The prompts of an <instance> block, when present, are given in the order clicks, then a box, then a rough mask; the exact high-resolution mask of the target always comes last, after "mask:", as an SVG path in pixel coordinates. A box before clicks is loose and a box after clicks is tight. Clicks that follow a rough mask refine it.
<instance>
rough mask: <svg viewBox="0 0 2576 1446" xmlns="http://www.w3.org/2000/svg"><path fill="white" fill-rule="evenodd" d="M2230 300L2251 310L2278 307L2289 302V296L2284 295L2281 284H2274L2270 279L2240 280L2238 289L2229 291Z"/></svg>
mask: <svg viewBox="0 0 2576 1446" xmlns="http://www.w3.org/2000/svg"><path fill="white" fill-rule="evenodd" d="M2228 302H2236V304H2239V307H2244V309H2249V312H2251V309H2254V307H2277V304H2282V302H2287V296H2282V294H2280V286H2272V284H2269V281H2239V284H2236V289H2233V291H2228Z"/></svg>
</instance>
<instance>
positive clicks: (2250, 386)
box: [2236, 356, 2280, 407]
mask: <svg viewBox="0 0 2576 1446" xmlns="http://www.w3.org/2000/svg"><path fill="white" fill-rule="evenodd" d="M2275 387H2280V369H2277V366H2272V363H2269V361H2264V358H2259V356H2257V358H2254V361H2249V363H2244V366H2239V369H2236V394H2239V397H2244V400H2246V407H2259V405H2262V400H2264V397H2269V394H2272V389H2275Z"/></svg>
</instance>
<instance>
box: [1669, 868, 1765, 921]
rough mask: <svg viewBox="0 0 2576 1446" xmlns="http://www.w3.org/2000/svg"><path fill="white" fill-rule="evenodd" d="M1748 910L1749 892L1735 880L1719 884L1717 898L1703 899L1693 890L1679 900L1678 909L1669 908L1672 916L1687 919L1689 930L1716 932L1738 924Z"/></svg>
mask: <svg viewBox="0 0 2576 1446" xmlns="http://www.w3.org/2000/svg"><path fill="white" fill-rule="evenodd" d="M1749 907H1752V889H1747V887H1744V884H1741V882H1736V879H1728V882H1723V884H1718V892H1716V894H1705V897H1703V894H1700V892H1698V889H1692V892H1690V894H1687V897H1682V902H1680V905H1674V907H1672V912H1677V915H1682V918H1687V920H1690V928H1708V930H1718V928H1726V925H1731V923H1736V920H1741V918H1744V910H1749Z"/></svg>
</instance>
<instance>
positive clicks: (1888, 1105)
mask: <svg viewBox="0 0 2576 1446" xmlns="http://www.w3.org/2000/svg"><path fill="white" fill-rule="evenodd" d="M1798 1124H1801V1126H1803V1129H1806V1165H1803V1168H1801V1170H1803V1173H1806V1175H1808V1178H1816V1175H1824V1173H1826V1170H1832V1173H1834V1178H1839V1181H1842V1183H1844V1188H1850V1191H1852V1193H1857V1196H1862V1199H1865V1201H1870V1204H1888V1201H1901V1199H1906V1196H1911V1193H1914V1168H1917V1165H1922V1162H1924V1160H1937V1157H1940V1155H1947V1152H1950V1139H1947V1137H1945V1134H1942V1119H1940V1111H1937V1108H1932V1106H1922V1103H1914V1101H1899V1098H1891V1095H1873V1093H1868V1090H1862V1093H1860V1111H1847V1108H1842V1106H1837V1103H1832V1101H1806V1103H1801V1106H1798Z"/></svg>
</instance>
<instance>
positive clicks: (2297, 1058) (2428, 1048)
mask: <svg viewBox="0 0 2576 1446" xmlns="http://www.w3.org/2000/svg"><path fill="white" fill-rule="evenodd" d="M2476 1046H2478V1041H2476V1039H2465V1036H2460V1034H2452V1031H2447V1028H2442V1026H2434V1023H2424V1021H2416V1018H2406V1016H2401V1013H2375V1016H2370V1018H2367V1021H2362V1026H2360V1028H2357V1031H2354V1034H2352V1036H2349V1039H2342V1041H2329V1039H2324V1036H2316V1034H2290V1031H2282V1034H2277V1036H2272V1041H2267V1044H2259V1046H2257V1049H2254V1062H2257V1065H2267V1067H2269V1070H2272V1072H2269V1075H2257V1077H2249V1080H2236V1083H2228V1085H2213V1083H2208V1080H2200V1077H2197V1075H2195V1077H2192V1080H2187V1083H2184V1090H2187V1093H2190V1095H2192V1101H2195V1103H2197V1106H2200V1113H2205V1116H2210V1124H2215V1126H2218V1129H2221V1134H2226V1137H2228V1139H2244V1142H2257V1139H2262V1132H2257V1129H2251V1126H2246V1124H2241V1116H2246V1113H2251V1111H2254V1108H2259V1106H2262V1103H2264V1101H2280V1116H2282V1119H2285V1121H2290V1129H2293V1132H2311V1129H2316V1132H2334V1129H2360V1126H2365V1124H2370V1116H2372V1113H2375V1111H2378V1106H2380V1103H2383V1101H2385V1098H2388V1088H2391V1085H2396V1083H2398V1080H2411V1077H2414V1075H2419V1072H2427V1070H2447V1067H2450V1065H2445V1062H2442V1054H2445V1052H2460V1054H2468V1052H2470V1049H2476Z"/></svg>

| TASK REQUIREMENTS |
Output all records exactly, with nothing added or dropped.

| REPLY TO THE TASK |
The prompts of an <instance> block, when present, are given in the order clicks, then a box, then a rough mask; the exact high-resolution mask of the target always comes last, after "mask:", as an SVG path in pixel coordinates. A box before clicks is loose and a box after clicks is tight. Clicks that follow a rough mask refine it.
<instance>
rough mask: <svg viewBox="0 0 2576 1446" xmlns="http://www.w3.org/2000/svg"><path fill="white" fill-rule="evenodd" d="M2230 300L2251 310L2278 307L2289 302V296L2284 295L2281 284H2274L2270 279L2240 280L2238 289L2229 291Z"/></svg>
mask: <svg viewBox="0 0 2576 1446" xmlns="http://www.w3.org/2000/svg"><path fill="white" fill-rule="evenodd" d="M2228 302H2236V304H2239V307H2244V309H2249V312H2251V309H2254V307H2277V304H2282V302H2287V296H2282V294H2280V286H2272V284H2269V281H2239V284H2236V289H2233V291H2228Z"/></svg>
</instance>
<instance>
positive clicks: (2250, 386)
box: [2236, 356, 2280, 407]
mask: <svg viewBox="0 0 2576 1446" xmlns="http://www.w3.org/2000/svg"><path fill="white" fill-rule="evenodd" d="M2275 387H2280V369H2277V366H2272V363H2269V361H2264V358H2259V356H2257V358H2254V361H2249V363H2244V366H2239V369H2236V394H2239V397H2244V400H2246V407H2259V405H2262V400H2264V397H2269V394H2272V389H2275Z"/></svg>
</instance>
<instance>
box: [1669, 868, 1765, 921]
rough mask: <svg viewBox="0 0 2576 1446" xmlns="http://www.w3.org/2000/svg"><path fill="white" fill-rule="evenodd" d="M1748 910L1749 892L1735 880L1719 884L1717 898L1703 899L1693 890L1679 900L1678 909L1669 908L1672 916L1687 919L1689 930L1716 932L1738 924Z"/></svg>
mask: <svg viewBox="0 0 2576 1446" xmlns="http://www.w3.org/2000/svg"><path fill="white" fill-rule="evenodd" d="M1749 907H1752V889H1747V887H1744V884H1741V882H1736V879H1728V882H1723V884H1718V892H1716V894H1705V897H1703V894H1700V892H1698V889H1692V892H1690V894H1687V897H1682V902H1680V905H1674V907H1672V912H1677V915H1682V918H1687V920H1690V928H1708V930H1718V928H1726V925H1731V923H1736V920H1741V918H1744V910H1749Z"/></svg>
</instance>
<instance>
positive clicks: (1888, 1105)
mask: <svg viewBox="0 0 2576 1446" xmlns="http://www.w3.org/2000/svg"><path fill="white" fill-rule="evenodd" d="M1798 1124H1801V1126H1803V1129H1806V1165H1803V1168H1801V1170H1803V1173H1806V1175H1808V1178H1816V1175H1824V1173H1826V1170H1832V1173H1834V1178H1839V1181H1842V1183H1844V1188H1850V1191H1852V1193H1857V1196H1862V1199H1865V1201H1870V1204H1888V1201H1901V1199H1906V1196H1911V1193H1914V1168H1917V1165H1922V1162H1924V1160H1937V1157H1940V1155H1947V1152H1950V1139H1947V1137H1945V1134H1942V1119H1940V1111H1937V1108H1932V1106H1922V1103H1914V1101H1899V1098H1891V1095H1873V1093H1868V1090H1862V1093H1860V1111H1847V1108H1842V1106H1837V1103H1832V1101H1806V1103H1801V1106H1798Z"/></svg>
</instance>
<instance>
positive clicks: (2297, 1058) (2428, 1048)
mask: <svg viewBox="0 0 2576 1446" xmlns="http://www.w3.org/2000/svg"><path fill="white" fill-rule="evenodd" d="M2476 1046H2478V1041H2476V1039H2465V1036H2460V1034H2452V1031H2447V1028H2442V1026H2434V1023H2424V1021H2416V1018H2406V1016H2401V1013H2375V1016H2370V1018H2367V1021H2362V1026H2360V1028H2357V1031H2354V1034H2352V1036H2349V1039H2342V1041H2329V1039H2324V1036H2316V1034H2290V1031H2282V1034H2277V1036H2272V1041H2267V1044H2259V1046H2257V1049H2254V1062H2257V1065H2267V1067H2269V1070H2272V1072H2269V1075H2257V1077H2249V1080H2236V1083H2228V1085H2213V1083H2208V1080H2200V1077H2197V1075H2195V1077H2192V1080H2187V1083H2184V1090H2187V1093H2190V1095H2192V1101H2195V1103H2197V1106H2200V1113H2205V1116H2210V1124H2215V1126H2218V1129H2221V1134H2226V1137H2228V1139H2244V1142H2257V1139H2262V1132H2257V1129H2251V1126H2246V1124H2241V1116H2246V1113H2251V1111H2254V1108H2259V1106H2262V1103H2264V1101H2280V1116H2282V1119H2285V1121H2290V1129H2293V1132H2311V1129H2316V1132H2334V1129H2360V1126H2365V1124H2370V1116H2372V1113H2375V1111H2378V1106H2380V1103H2383V1101H2385V1098H2388V1088H2391V1085H2396V1083H2398V1080H2411V1077H2414V1075H2419V1072H2427V1070H2447V1067H2450V1065H2445V1062H2442V1054H2445V1052H2460V1054H2468V1052H2470V1049H2476Z"/></svg>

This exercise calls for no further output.